_Task to complete_
Duplicate the entries line for line, from the very first line through the line containing "POLYGON ((564 184, 562", including that line, keeping every character unchanged.

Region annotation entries
===

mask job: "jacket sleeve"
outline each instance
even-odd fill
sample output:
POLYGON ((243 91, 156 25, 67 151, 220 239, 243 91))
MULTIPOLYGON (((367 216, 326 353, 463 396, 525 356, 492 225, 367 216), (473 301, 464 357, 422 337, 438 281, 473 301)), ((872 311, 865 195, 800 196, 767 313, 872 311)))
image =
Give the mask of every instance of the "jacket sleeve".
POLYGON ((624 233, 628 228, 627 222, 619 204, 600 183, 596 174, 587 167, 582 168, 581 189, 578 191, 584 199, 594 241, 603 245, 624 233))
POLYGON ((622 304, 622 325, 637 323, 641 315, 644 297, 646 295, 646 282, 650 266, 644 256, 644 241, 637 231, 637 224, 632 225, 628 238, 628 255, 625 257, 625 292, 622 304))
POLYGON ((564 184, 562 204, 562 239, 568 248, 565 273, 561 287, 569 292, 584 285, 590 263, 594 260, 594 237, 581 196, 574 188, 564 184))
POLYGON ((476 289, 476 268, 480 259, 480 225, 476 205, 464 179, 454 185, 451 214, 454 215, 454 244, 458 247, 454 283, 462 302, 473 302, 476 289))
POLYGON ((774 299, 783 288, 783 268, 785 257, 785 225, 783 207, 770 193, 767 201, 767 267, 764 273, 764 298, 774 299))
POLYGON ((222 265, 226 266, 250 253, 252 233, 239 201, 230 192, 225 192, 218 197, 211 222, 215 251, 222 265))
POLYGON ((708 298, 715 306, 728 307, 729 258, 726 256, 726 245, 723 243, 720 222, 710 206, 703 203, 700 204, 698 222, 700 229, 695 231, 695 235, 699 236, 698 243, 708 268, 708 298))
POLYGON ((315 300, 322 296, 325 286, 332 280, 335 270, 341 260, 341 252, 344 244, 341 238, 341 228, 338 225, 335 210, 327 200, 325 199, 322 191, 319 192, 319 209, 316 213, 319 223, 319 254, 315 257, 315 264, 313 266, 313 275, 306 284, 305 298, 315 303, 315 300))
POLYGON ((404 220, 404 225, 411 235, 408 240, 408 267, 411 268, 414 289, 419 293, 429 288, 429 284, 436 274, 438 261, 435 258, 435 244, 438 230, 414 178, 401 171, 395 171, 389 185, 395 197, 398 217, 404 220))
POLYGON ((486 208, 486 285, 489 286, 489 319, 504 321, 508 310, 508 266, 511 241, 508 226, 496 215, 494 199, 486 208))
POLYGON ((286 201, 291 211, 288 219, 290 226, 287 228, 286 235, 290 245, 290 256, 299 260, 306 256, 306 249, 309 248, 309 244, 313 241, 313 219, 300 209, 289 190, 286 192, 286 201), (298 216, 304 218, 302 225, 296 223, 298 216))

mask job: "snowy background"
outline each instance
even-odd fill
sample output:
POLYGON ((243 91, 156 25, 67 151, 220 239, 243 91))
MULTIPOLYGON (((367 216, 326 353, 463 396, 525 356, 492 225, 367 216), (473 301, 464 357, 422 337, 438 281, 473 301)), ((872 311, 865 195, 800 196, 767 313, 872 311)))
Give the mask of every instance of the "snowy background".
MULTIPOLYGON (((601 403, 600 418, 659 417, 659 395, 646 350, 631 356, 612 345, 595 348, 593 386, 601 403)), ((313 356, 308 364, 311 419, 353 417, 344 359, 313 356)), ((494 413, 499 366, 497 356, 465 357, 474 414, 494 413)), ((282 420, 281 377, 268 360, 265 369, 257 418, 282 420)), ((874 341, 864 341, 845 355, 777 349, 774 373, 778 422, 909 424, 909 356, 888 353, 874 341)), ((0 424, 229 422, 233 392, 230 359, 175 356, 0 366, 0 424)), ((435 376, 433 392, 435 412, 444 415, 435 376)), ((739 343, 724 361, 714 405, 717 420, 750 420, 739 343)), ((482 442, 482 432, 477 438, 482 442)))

===

_Written reply_
mask job: "jacket sleeve"
outline each instance
even-odd fill
sample output:
POLYGON ((243 91, 156 25, 67 151, 220 239, 243 91))
MULTIPOLYGON (((367 216, 326 353, 463 396, 525 356, 492 225, 367 216), (473 301, 464 357, 422 337, 438 281, 473 301)), ((872 311, 865 195, 800 196, 767 313, 872 311)))
image =
Give the mask of every instance of the "jacket sleeve".
POLYGON ((624 233, 628 228, 627 222, 619 204, 600 183, 596 174, 587 167, 582 168, 581 189, 578 191, 584 199, 594 241, 603 245, 624 233))
POLYGON ((622 304, 622 325, 637 323, 641 315, 644 297, 646 295, 646 282, 650 266, 644 256, 644 241, 637 231, 637 224, 632 225, 628 238, 628 255, 625 257, 625 292, 622 304))
POLYGON ((564 184, 562 204, 562 239, 568 248, 565 273, 561 287, 569 292, 584 285, 590 263, 594 260, 594 237, 581 196, 574 188, 564 184))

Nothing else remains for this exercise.